Give back each line of the data exactly.

(Saved data entries)

+++

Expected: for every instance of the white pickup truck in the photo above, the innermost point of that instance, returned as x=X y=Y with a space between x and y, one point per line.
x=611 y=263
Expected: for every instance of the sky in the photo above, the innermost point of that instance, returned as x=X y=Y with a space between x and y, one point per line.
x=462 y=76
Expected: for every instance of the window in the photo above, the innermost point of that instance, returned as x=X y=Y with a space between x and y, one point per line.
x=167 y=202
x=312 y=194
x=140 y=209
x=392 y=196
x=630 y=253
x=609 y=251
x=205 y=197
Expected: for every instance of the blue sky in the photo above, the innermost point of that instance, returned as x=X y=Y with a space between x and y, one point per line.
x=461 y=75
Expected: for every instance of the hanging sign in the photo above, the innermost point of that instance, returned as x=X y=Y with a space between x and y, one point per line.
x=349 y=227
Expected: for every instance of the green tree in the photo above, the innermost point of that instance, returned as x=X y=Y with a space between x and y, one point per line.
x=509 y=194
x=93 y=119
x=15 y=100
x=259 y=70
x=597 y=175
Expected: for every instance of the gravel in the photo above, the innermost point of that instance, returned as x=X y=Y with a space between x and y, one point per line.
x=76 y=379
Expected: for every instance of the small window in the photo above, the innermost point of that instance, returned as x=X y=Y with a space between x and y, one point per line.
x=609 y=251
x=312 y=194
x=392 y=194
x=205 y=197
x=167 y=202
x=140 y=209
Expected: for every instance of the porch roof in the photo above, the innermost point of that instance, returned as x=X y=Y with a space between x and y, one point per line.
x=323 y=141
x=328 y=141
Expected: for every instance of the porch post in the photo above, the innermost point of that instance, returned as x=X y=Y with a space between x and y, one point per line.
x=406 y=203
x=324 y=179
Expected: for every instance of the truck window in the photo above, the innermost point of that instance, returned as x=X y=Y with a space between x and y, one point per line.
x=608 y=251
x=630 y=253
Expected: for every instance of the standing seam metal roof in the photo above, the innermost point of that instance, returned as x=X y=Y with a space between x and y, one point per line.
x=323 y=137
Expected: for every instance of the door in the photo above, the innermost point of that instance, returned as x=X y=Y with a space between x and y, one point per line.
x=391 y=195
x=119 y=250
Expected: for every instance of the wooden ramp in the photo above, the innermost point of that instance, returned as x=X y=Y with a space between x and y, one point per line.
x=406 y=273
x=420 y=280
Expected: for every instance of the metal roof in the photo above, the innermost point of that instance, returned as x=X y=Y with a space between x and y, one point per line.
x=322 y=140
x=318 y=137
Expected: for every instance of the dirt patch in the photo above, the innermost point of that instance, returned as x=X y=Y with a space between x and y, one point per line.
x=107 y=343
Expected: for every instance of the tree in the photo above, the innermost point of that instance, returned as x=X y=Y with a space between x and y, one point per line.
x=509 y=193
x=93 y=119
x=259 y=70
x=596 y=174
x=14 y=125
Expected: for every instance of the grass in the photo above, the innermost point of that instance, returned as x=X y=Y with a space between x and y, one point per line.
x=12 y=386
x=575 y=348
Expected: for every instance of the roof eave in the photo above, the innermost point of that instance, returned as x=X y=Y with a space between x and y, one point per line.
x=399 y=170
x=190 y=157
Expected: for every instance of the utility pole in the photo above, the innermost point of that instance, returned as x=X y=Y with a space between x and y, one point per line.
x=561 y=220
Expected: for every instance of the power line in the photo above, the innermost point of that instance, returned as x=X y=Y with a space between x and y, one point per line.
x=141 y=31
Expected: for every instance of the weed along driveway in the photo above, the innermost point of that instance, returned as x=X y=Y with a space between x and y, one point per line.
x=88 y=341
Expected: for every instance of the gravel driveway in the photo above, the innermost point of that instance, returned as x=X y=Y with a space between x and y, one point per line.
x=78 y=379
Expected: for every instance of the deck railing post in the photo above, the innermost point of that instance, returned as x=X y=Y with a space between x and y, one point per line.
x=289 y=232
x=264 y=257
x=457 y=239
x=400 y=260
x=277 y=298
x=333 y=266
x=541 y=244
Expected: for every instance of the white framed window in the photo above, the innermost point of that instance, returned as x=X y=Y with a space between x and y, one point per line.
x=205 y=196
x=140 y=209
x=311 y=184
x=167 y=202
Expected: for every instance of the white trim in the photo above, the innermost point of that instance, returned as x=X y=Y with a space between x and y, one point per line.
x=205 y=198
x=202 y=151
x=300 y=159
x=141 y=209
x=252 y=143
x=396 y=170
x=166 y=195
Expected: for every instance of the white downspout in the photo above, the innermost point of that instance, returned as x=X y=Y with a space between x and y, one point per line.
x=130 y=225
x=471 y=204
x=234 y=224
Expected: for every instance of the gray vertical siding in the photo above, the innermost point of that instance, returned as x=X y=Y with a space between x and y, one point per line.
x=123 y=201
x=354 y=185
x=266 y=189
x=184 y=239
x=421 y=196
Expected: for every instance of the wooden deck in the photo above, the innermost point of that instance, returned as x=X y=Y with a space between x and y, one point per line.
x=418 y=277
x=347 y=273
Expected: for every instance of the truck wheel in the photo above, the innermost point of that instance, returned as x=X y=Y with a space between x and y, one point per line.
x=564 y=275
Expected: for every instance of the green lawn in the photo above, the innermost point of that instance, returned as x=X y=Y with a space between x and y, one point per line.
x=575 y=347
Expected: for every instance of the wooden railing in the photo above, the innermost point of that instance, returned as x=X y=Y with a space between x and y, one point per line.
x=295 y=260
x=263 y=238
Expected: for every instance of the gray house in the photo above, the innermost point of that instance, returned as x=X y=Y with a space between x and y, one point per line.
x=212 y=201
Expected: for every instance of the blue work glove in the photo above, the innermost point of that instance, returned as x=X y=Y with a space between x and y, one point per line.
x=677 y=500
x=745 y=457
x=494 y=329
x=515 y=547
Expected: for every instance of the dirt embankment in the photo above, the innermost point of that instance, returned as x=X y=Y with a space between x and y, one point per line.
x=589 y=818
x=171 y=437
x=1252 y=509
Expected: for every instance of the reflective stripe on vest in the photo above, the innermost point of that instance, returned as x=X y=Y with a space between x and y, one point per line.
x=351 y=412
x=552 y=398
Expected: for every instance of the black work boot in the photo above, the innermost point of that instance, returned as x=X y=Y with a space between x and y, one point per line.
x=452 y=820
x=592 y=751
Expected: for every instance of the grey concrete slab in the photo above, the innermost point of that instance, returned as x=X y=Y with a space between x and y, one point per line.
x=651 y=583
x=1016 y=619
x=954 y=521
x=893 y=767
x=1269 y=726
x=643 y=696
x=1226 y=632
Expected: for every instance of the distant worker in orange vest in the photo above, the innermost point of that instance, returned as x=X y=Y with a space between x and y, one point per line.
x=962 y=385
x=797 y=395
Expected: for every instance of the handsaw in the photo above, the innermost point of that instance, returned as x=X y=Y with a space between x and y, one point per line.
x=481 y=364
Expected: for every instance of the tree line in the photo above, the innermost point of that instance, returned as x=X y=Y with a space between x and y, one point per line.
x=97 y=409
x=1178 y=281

+++

Answer section:
Expected: for every instance of the white pickup truck in the photo above, the innermost point of that instance, returned as x=X y=Y with a space between x and y, one point per line.
x=611 y=263
Expected: for every instance of the sky in the photo above, the innermost point of that instance, returned as x=X y=Y with a space between x and y, one point per line.
x=462 y=76
Expected: for every instance of the window in the photo above, the innermost point of that instance, returned as x=X y=Y with a space between x and y, one point per line.
x=167 y=202
x=312 y=194
x=140 y=209
x=392 y=196
x=630 y=253
x=609 y=251
x=205 y=197
Expected: for every instance of the blue sky in the photo above, the innermost point of that instance, returned as x=X y=Y with a space between x and y, one point per line.
x=461 y=75
Expected: for every instance of the hanging sign in the photo above, the innermost point of that instance, returned as x=X y=Y with a space between x and y, one point per line.
x=349 y=227
Expected: for every instance of the green tree in the photo above, the innermost point of that instance, returned as x=X y=Y with a space between x and y, one point per line.
x=509 y=194
x=93 y=119
x=15 y=100
x=259 y=70
x=597 y=175
Expected: for every instance of the gravel in the photo above, the innermost point of that instance, returned as x=X y=Y with a space between x and y, one point per line.
x=76 y=379
Expected: for every instance of the small window in the photo above, the innermost point of that instance, returned as x=X y=Y with a space between x and y, one point per line.
x=609 y=251
x=312 y=194
x=392 y=194
x=205 y=197
x=167 y=202
x=140 y=209
Expected: for every instance of the porch roof in the photo above, the innermost point of that instance, returned as x=X y=Y with a space between x and y, one point per line.
x=323 y=141
x=328 y=141
Expected: for every instance of the porch post in the photo above, the innermost point of that instance, returned as x=X y=Y with a space between x and y, one point per line.
x=406 y=203
x=324 y=179
Expected: for every instance of the truck window in the photo above, the innermost point of that instance, returned as x=X y=Y with a space between x and y, one point per line.
x=608 y=251
x=630 y=253
Expected: for every instance of the standing seam metal roof in the photo above, the innermost point of that instance, returned as x=X y=Y with a space between x and y, one point per line.
x=323 y=137
Expected: for every instance of the door in the photo above, the innermost point of that instance, returned as x=X y=Y with a space between x and y, one point per line.
x=391 y=195
x=119 y=250
Expected: for every instance of the wooden ramp in the photo above, the innermost point of that instance, returned as x=X y=Y with a space between x and y, one point per line.
x=406 y=273
x=420 y=280
Expected: for every instance of the metal roof in the photo above, the innermost point of that instance, returned as x=X y=Y with a space between x and y, one point per line.
x=322 y=140
x=318 y=137
Expected: for every instance of the dirt patch in the photo above, the innermost point of that instance, returned as x=X y=Y with a space between x and y, one point per line.
x=107 y=343
Expected: for every instance of the tree in the photo above, the innermost point of that instance, returned as x=X y=Y with a space between x and y, one point per line.
x=509 y=193
x=93 y=119
x=259 y=70
x=596 y=174
x=14 y=125
Expected: for every instance of the grass in the photo above, the innermost point of that instance, returned as x=X y=Y with a space between x and y, one point per line.
x=12 y=386
x=575 y=348
Expected: for every instance of the roof eave in the photo above, the innermost point of that instance, returned as x=X y=Y with a space between x and y, one point per line.
x=399 y=170
x=190 y=157
Expected: for every instance of the utility pole in the photo above, the innermost point of that instance, returned as x=X y=Y with a space between x and y, one point per line.
x=561 y=220
Expected: for every instance of the power line in the photo above, the innermost point of that instance, returned as x=X y=Y with a space between x and y, one point per line.
x=141 y=31
Expected: for every instance of the weed along driveway in the photo above, the innermost point of that instance, returned as x=X y=Y with a space between x and y, one point per line.
x=88 y=341
Expected: for every instance of the gravel driveway in the photo above, the innermost point of that instance, returned as x=X y=Y with a space between x and y, one point per line.
x=78 y=379
Expected: for every instance of the deck railing post in the photo above, the innermost point of that instance, returned as x=X y=Y with a space between x and y, one point per line.
x=289 y=232
x=264 y=257
x=457 y=239
x=400 y=260
x=277 y=298
x=333 y=266
x=541 y=244
Expected: for every instance of the white framed window in the photo above, the innermost point of that instance, returned as x=X y=Y with a space between x and y, one point per line.
x=205 y=196
x=140 y=209
x=311 y=184
x=167 y=202
Expected: for every instance of the white trim in the photo above, the innermost point of that instance, returned as x=X y=Y with a space between x and y, one point per line.
x=205 y=198
x=202 y=151
x=300 y=159
x=141 y=209
x=252 y=143
x=396 y=170
x=166 y=195
Expected: for every instance of the white downspout in the photo above, the innermost point of that instance, returned as x=X y=Y with a space between x and y, one point per line.
x=130 y=225
x=471 y=204
x=234 y=224
Expected: for every instance of the gray vertical siding in the photo above, the innermost point of that instance, returned as x=X y=Y with a space between x and y, one point per line.
x=123 y=201
x=354 y=185
x=266 y=189
x=184 y=239
x=421 y=196
Expected: for every instance of the wooden deck in the photo above, the innermost point of that instance, returned as x=X y=Y with a space between x and y, one point per line.
x=418 y=277
x=347 y=273
Expected: for every instance of the truck wheel in the photo above, the innermost point of that instance, returned as x=X y=Y with a space between x and y, one point per line.
x=564 y=275
Expected: for every instance of the green lawn in the photo above, the innermost point of that instance, returned as x=X y=Y with a space between x and y, one point per line.
x=575 y=347
Expected: for every instance of the wooden railing in the photo above, the innermost point of that instance, returned as x=X y=Y with a space between x and y, one point per line.
x=295 y=260
x=263 y=238
Expected: for every instance of the gray house in the photo above, the innermost point of that instance, returned as x=X y=Y with a space between x and y, one point per line.
x=212 y=201
Expected: for every instance of the blue work glove in the photo above, the innermost point of that instance, returned as x=X y=Y with a space between x and y, one point per line.
x=677 y=500
x=745 y=457
x=494 y=329
x=515 y=547
Expected: for every instance of the dirt embankment in the photo above, the innermost point of that instance, returned as x=X y=Y with a space between x and y, one point per line.
x=589 y=818
x=171 y=437
x=1252 y=509
Expected: for every instance of the reflective stripe on vest in the photo above, the innermost point of that instance, returned as x=X y=Y with a space between x and y, one point per line.
x=351 y=412
x=552 y=398
Expected: for every instance of the black work boot in the photo above, the innermost point of that instance, returned as x=X y=Y with a space between x and y, one point per line.
x=452 y=820
x=592 y=751
Expected: for every instance of the grey concrete slab in the photo above, the innermost point of that instance, returned as x=X y=Y with a space between x and y, one point per line.
x=651 y=583
x=1016 y=619
x=954 y=521
x=893 y=767
x=1269 y=726
x=643 y=696
x=1226 y=632
Expected: for every instance of the distant worker in orange vest in the photo above, the innermost point of that instance, returned as x=X y=Y with a space between x and y, one point per line.
x=962 y=385
x=797 y=395
Expected: for every instance of the handsaw in the photo above, the innermost point of that instance, returned as x=X y=Y with a space between x and y, one point per line.
x=481 y=364
Expected: for every instance of the tree line in the photo above, the innermost point of that instance, returned as x=X y=Y with a space between x and y, one point per line.
x=97 y=409
x=1178 y=281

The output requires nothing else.